── ПРЕДЛОЖЕННЫЙ ТЕКСТ

Вообще, талант поэта – он от Бога и только от Него! («Талант словно прыщ на носу – или вскочил, или нет» – Фаина Раневская). В когда-то очень популярной кинокомедии «Операция „Ы“» знаменитый киноактер Юрий Никулин поёт «блатную» песню «Постой, паровоз, не стучите, колёса». У этой песни, представьте, есть автор – Николай Ивановский. После того как в 14 лет Колю эвакуировали из блокадного Ленинграда, он провёл в колонии 11 лет за воровство и неоднократные побеги. Образование у него на тот момент было – 5 (пять!) классов. Но был у него уже тогда несомненный талант поэта. Потому что, кроме дюжины блатных песен (весьма, кстати, популярных среди зэков), у него ещё была тетрадка стихов. И когда она попала в руки издателей – они были поражены. Вот восемь его строчек о блокадном Ленинграде:

Приуныли голуби, Голуби блокадные, Замерзали голуби И на землю падали. Почему ж вы, мальчики, Хлеб им не бросали? – Потому что мальчики Умирали сами…

Попробуйте-ка, господа члены Союза писателей, доктора филологических наук, лауреаты литературных Госпремий, Букеровские номинанты, написать несколько строчек из простых слов да с простыми рифмами – но таких, чтоб душу выворачивало!..

Да, талант может превратить самую обыденную вещь или ситуацию в высокое искусство. Возьмем, к примеру, Набокова, но не всемирно известную «Лолиту», а его стихи:
стояли на старом мосту. Ты сможешь, спросил я, до гроба Запомнить вон ласточку ту? И ты отвечала: ещё бы! И как мы заплакали оба, как вспыхнула жизнь на лету! До завтра, навеки, до гроба, однажды, на старом мосту…

Вот, казалось бы, ну о чём это? Ну, старый мост, да таких сотни, этот-то от прочих чем отличается, да ничем. А вот отличается! Потому что на ЭТОМ мосту однажды стоял огромный ТАЛАНТ!

Однако вернёмся к нашему Театру поэзии. В спектакле о Великой Отечественной войне вместо лакированной поэзии известных «тыловых» поэтов у нас звучала поэзия «окопных» поэтов, поэтов, воевавших в окопах и погибавших в окопах, поэтов малоизвестных, но оттого не менее прекрасных – таких, например, как Павел Шубин:

Погоди, дай припомнить… Стой! Мы кричали „ура“… Потом я свалился в окоп пустой с развороченным животом. Где-то плачущий крик «ура»… Но сошел и отхлынул бой. Здравствуй, матерь-земля, пора! – Возвращаюсь к тебе тобой. Ты кровавого праха горсть от груди своей не отринь; не как странник и не как гость шел я в громе твоих пустынь. Я хозяином шёл на смерть, сам приученный убивать, – чтобы верить, любить и сметь, чтобы лучшить и открывать… Над рассветной твоей рекой встанет завтра цветком огня мальчик бронзовый – вот такой, как задумала ты меня. И за то, что последним днём не умели мы дорожить, воскреси меня завтра в нём – я его научу, как жить!

────

ЧТО ТРЕБУЕТСЯ
Сколько лет Николай Ивановский провел в колонии, согласно тексту о поэтическом таланте?

── ИСХОДНЫЕ СТРОКИ

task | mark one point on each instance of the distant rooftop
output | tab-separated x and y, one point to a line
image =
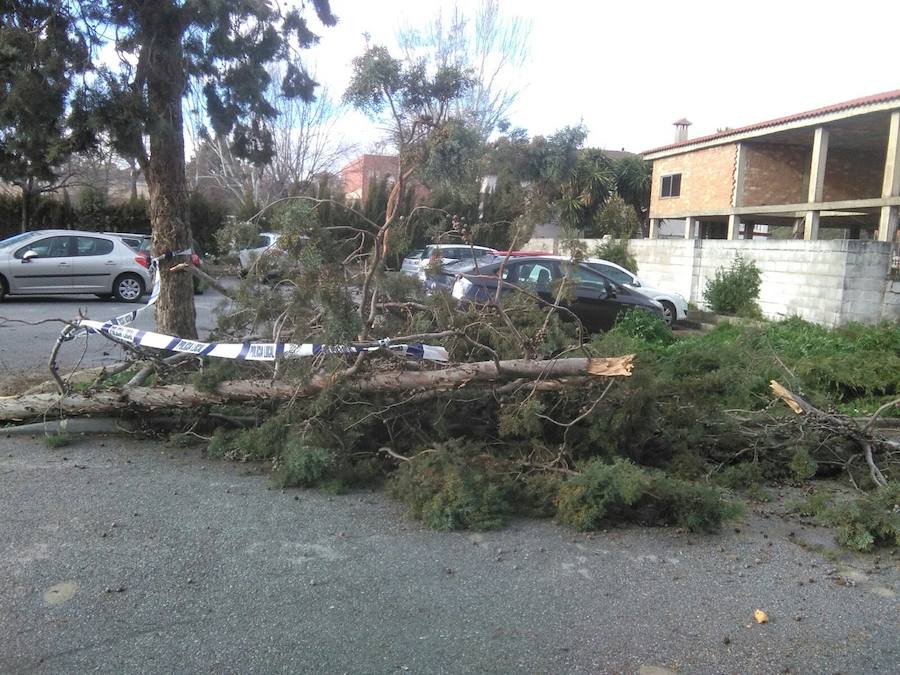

────

ОТВЕТ
Одиннадцать лет.